Description of problem: During upgrade from 4.4 -> 4.5, if CLO upgrades before EO does, fluentd will be updated to write to a '*-write' endpoint which should be an alias but if EO has not yet created the alias then fluent will cause a write index to be created instead. Then when EO upgrades this can cause issues with index management or loss of data that had been written by fluentd already. Version-Release number of selected component (if applicable): 4.4 -> 4.5 How reproducible: Always Steps to Reproduce: 1. Upgrade CLO 2. Check ES indices Actual results: Fluentd causes write index to be created, incorrectly Expected results: Fluentd should wait until the alias is in place and then proceed to push its logs Additional info:
1) should be export the PATH ruby and Library libruby.so.2.5 $oc logs fluentd-k6t8c -c fluentd-init ./wait_for_es_version.sh: line 3: ruby: command not found $docker run -it --entrypoint /opt/rh/rh-ruby25/root/usr/bin/ruby ose-logging-fluentd:v4.5.0 --help /opt/rh/rh-ruby25/root/usr/bin/ruby: error while loading shared libraries: libruby.so.2.5: cannot open shared object file: No such file or directory 2) wait_for_es_version.sh shouldn't be executed when deploying fluentd only.

--------------------------------

■ Challenges
A) In the fluentd upgrade bug report, what are the expected results?
B) Resume the fluentd upgrade bug report after its final sentence and continue it.

■ Dataset excerpts
--------------------------------

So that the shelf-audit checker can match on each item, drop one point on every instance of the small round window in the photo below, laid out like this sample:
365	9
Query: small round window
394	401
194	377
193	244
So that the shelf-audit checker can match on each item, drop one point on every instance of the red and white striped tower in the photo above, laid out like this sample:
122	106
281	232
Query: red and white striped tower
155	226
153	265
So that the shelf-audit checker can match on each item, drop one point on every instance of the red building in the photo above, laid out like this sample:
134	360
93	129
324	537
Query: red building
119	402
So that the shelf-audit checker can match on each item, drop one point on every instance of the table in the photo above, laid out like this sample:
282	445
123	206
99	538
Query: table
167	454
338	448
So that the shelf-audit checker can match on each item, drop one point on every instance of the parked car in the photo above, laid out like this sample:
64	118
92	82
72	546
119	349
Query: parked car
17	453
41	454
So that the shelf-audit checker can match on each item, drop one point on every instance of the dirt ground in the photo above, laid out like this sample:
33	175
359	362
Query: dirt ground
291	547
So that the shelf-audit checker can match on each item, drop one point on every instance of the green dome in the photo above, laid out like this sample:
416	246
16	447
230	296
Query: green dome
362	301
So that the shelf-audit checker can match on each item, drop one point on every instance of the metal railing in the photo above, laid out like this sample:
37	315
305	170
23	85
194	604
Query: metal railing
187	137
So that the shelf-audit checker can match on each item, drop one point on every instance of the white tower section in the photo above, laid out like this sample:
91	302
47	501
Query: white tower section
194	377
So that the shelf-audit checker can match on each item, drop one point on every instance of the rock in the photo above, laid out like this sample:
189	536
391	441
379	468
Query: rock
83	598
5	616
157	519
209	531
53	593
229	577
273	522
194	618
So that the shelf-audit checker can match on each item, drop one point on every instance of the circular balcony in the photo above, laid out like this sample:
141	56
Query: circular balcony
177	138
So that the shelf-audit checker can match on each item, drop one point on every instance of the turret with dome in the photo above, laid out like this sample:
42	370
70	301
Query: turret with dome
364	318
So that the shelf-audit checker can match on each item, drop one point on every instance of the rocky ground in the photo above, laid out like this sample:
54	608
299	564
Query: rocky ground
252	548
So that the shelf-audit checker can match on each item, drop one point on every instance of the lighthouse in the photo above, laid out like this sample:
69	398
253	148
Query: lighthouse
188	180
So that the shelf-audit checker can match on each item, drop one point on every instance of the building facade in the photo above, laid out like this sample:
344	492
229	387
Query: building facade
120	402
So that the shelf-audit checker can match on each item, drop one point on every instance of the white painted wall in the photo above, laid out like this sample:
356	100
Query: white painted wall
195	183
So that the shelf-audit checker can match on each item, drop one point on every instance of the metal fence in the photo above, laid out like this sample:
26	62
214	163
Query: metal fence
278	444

--------------------------------

■ Answers in order
A) Fluentd should wait until the alias is in place and then proceed to push its logs.

B)
Verified on the CI images 1) Upgrade CLO to 4.6. one fluend is Init:CrashLoopBackOff. $oc get pods fluentd-2cxs9 1/1 Running 0 7m42s fluentd-2mkwn 1/1 Running 0 7m42s fluentd-c6vs2 1/1 Running 0 7m42s fluentd-fkdmv 1/1 Running 0 7m42s fluentd-qcvgv 1/1 Running 0 7m42s fluentd-rtcsn 1/1 Running 0 7m42s fluentd-vn8fd 0/1 Init:CrashLoopBackOff 5 4m33s $ oc logs fluentd-vn8fd -c fluentd-init Elasticsearch is currently version: 5.6.16 - Expecting it to be at least: 6 2) Upgrade EO to 4.6. The ES pods are not Ready during upgrade. no data are received, no -write index. 3) After EO upgrade, the infra-000001, app-000001 are created in ES cluster. The fluentd start to upgrade. The doc.count increase in the old indices(.operatation.xxx and project.xxx indices) and new indices(infra-000001 and app-000001).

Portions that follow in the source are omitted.